__What this task involves__:
Please extend the following passage on mesenchymal stem cell infusion for inducing kidney transplant tolerance, picking up after its final sentence.

__Document extract__:
_ _ _

Mesenchymal Stem Cells Under Basiliximab/Low Dose RATG to Induce Renal Transplant Tolerance (MSC-KTX)

INTRODUCTION In organ transplantation the immunosuppressive drugs have dramatically improved the life of transplant recipients over the past 30 years, but two notable problems remain:drug-associated toxicities, and failure of these drugs to prevent chronic graft dysfunction and extend long-term graft survival. Given these circumstances, the scientific discussion is dominated by designing effective ways to induce transplantation tolerance. 'Transplantation tolerance' describes a state in which a donor is 'accepted' without chronic immunosuppressive therapy, while the remainder of the immune system is left intact. Thus, lack of a pathogenic response to the alloantigen is specific, and the recipient is capable of responding to potentially pathogenic microorganisms and malignancies. There is abundant evidence for active immunoregulatory mechanisms, which may operate to maintain transplant tolerance.

The problems of immunosuppressive drug toxicity could be alleviated by induction of immune tolerance.Over the last 25 years, several strategies have been used successfully to induce transplantation tolerance. Each of these has been validated in at least one rodent model, with varying degrees of success upon extension to large animals, including nonhuman primates. Very small minorities of patients, who discontinue their immunosuppression, provide rare examples of clinical transplantation tolerance. To this purpose, mesenchymal stem cell (MSC) infusion could represent a novel tolerogenic cell therapy in kidney transplantation.

_ _ _

__Data shown__:

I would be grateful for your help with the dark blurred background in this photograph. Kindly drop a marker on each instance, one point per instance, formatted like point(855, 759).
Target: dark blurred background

_ _ _

__Output of the exercise__:
Human bone marrow stem cells, more recently referred to as MSCs, are multipotential cells that reside within the bone marrow and can differentiate into various components of the marrow microenvironment, in addition to supporting growth of hematopoietic progenitors.There is also evidence that MSCs escape the immune system, and therefore could be infused into an allogeneic host without being rejected and without requirement of conditioning regimens. Moreover, they exert an immunoregulatory activity, although the exact mechanism of action is unknown. On this line, evidence is available that MSC inhibit naïve T cells and lock dendritic cells (DC) into a semi-mature state, thereby favoring peripheral tolerance. It should be also pointed out that experimental in vitro evidence has shown that mouse MSCs inhibit the response of memory antigen-specific T cells to their cognate peptide. We expect that, in kidney transplant recipients, MSC infusion would allow inhibition of alloantigen-specific memory T cell response contributing to long-term graft survival. Moreover in vitro studies have documented that the CD4+CD25+ T regulatory cell population increased significantly in MLR when human MSCs were present compared to controls without MSCs. These findings suggest that MSC may modulate T cell response even through a regulatory mechanism. Furthermore an immunosuppressive effect of MSCs in vivo has been shown in a baboon model, in which infusion of ex-vivo expanded matched donor or third-party MSCs delayed the time to rejection of histoincompatible skin graft. The immunomodulatory function of MSCs has been also documented in preliminary in vivo studies in humans, where cell infusion did exert preventive effects on the development of acute and chronic GVHD. Thus, although no data so far are available in human kidney transplantation, we expect that peri-transplant intravenous infusion of syngeneic ex-vivo expanded MSCs under peripheral T-cell depletion/blockade with basiliximab and low dose RATG (as induction therapy) and the cover of low dose maintenance immunosuppressive drugs would allow to safety achieving graft tolerance in living-related kidney transplant recipients. This could be through inhibition of both naïve and memory T cells, and promotion of development and activation of regulatory T cells, eventually leading to indefinite graft survival.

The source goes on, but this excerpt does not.